[Image-grounded pointing data]
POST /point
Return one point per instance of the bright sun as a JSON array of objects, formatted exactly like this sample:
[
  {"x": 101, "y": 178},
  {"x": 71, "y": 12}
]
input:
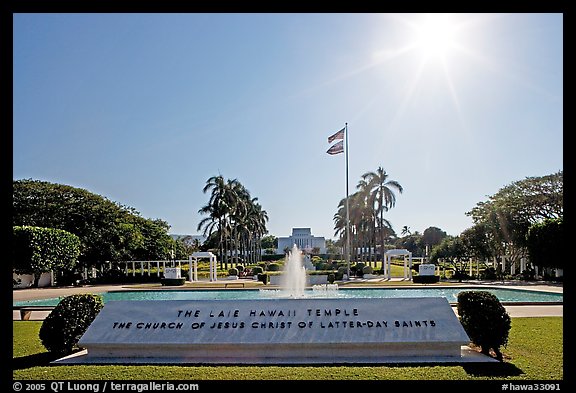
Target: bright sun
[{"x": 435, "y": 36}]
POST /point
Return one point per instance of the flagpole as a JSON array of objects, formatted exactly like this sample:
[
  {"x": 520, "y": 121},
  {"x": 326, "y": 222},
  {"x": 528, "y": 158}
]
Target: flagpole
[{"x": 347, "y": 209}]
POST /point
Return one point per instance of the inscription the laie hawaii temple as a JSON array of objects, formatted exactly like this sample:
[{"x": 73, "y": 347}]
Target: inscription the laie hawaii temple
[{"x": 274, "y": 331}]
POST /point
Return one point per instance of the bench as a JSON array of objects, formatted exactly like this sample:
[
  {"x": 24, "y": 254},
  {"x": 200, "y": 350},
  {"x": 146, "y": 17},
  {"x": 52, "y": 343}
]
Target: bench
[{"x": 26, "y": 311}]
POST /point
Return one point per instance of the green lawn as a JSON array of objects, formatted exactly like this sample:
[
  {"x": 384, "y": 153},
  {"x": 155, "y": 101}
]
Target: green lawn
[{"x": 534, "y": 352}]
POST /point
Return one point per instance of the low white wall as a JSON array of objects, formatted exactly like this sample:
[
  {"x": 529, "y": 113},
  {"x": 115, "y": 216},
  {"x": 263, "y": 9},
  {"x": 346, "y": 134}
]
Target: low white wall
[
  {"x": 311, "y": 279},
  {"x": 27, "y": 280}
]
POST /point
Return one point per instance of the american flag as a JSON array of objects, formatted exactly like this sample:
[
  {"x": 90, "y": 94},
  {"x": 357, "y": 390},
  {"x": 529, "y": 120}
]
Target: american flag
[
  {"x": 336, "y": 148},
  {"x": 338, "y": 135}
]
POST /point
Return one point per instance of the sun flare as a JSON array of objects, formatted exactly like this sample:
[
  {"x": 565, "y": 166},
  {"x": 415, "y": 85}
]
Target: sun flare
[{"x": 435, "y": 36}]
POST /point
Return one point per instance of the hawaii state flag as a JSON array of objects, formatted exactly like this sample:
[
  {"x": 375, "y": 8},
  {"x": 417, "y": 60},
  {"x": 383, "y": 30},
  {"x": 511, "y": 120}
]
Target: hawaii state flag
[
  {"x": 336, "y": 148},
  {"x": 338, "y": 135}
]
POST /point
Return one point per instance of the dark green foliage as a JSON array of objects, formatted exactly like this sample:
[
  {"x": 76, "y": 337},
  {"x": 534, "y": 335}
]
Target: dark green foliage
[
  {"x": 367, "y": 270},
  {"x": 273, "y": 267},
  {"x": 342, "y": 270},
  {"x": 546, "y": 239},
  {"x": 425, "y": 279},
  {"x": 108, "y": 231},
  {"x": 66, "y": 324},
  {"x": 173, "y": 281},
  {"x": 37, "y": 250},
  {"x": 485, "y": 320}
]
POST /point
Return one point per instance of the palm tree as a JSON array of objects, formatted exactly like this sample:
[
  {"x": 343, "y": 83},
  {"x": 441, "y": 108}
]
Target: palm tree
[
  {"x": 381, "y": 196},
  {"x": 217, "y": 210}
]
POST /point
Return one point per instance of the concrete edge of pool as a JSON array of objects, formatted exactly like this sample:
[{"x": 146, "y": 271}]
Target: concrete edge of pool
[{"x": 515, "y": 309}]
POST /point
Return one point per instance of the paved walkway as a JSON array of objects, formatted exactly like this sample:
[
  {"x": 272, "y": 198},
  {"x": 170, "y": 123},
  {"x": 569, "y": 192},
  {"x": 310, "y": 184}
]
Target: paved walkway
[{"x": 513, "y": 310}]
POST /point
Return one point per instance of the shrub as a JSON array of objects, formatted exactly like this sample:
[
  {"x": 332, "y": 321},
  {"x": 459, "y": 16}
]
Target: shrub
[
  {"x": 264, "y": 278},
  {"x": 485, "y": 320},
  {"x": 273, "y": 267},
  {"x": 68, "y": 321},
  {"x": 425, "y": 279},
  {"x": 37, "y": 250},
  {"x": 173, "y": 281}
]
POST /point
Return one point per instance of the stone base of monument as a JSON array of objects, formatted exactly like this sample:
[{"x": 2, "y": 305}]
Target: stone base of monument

▶ WHAT TO DO: Set the records down again exactly, and omit any picture in them.

▶ RESULT OF THIS TASK:
POST /point
Return one point per instance of the bright sun as a JSON array of objects, formatted exactly like this sample:
[
  {"x": 101, "y": 178},
  {"x": 71, "y": 12}
]
input:
Target: bright sun
[{"x": 435, "y": 36}]
POST /point
Return one point per instance of the flagpole as a JSON array of objects, formatted exactly like this sample:
[
  {"x": 520, "y": 121},
  {"x": 326, "y": 222},
  {"x": 528, "y": 158}
]
Target: flagpole
[{"x": 347, "y": 209}]
POST /point
Return one point per instance of the inscription the laie hawaii temple as a JSON array of objects, formatted exactly like this sample:
[{"x": 73, "y": 347}]
Target: inscription the laie hawaii temple
[{"x": 274, "y": 331}]
POST /point
Return one point per instance of the bench as a JSON array of objects, formatted exactly like this sample:
[
  {"x": 24, "y": 254},
  {"x": 200, "y": 350},
  {"x": 146, "y": 17},
  {"x": 52, "y": 343}
]
Target: bench
[{"x": 26, "y": 311}]
POST /point
Return one point per instance of the green lawn as a JSON array of objects, formatted exactly like this sample:
[
  {"x": 384, "y": 153},
  {"x": 155, "y": 101}
]
Target: green lawn
[{"x": 534, "y": 352}]
POST /point
Return one point per instance of the low white wall as a JSON array of objects, formatted exactly like this sample:
[
  {"x": 529, "y": 113},
  {"x": 115, "y": 216},
  {"x": 263, "y": 9},
  {"x": 346, "y": 134}
]
Target: low white wall
[
  {"x": 311, "y": 279},
  {"x": 27, "y": 280}
]
POST /point
Return one point per instance of the american flag as a JSON array of objects, formatted exactly like this sample:
[
  {"x": 90, "y": 94},
  {"x": 357, "y": 390},
  {"x": 529, "y": 120}
]
Target: american flag
[
  {"x": 336, "y": 148},
  {"x": 338, "y": 135}
]
POST /point
Return one point per instance of the sun flare as a JSON array of objects, formatted exactly like this sample:
[
  {"x": 565, "y": 166},
  {"x": 415, "y": 85}
]
Target: sun flare
[{"x": 435, "y": 36}]
POST /point
Return one point per instance of the hawaii state flag as a JSON array of objects, formatted exactly like this sample:
[
  {"x": 375, "y": 8},
  {"x": 417, "y": 60},
  {"x": 383, "y": 30},
  {"x": 511, "y": 120}
]
Target: hawaii state flag
[
  {"x": 336, "y": 148},
  {"x": 338, "y": 135}
]
POST /point
Return one point per instance of the dark green foliage as a JSON array of objects, formatted exactly like this sample:
[
  {"x": 76, "y": 337},
  {"x": 534, "y": 335}
]
Target: dark green foliage
[
  {"x": 367, "y": 270},
  {"x": 273, "y": 267},
  {"x": 342, "y": 270},
  {"x": 546, "y": 239},
  {"x": 425, "y": 279},
  {"x": 108, "y": 231},
  {"x": 66, "y": 324},
  {"x": 173, "y": 281},
  {"x": 37, "y": 250},
  {"x": 485, "y": 320}
]
POST /point
Return one point per instance of the palm tree as a JSON array of objects, formatted exactly like this sample:
[
  {"x": 343, "y": 83},
  {"x": 441, "y": 108}
]
Target: palm tree
[
  {"x": 381, "y": 196},
  {"x": 217, "y": 210}
]
POST /point
Return one point per instance of the concrete edge of pool as a JSON array of objects, formatted exactly like this sample:
[{"x": 146, "y": 271}]
Target: concrete edge of pool
[{"x": 515, "y": 309}]
POST /point
Return one point per instance of the paved walkway as a JSON array of objects, formatted exactly like this sample:
[
  {"x": 272, "y": 198},
  {"x": 170, "y": 123},
  {"x": 569, "y": 192},
  {"x": 310, "y": 184}
]
Target: paved walkway
[{"x": 513, "y": 310}]
POST /point
Return one point per instance of the shrub as a JSON array of objects, formatted exactly like this sample:
[
  {"x": 332, "y": 321},
  {"x": 459, "y": 16}
]
Target: shrub
[
  {"x": 264, "y": 278},
  {"x": 485, "y": 320},
  {"x": 273, "y": 267},
  {"x": 68, "y": 321},
  {"x": 425, "y": 279},
  {"x": 37, "y": 250},
  {"x": 173, "y": 281}
]
POST /point
Return one point per instance of the stone base of monument as a JSON array of objects, formatted exactly like this sample:
[{"x": 2, "y": 305}]
Target: stone base of monument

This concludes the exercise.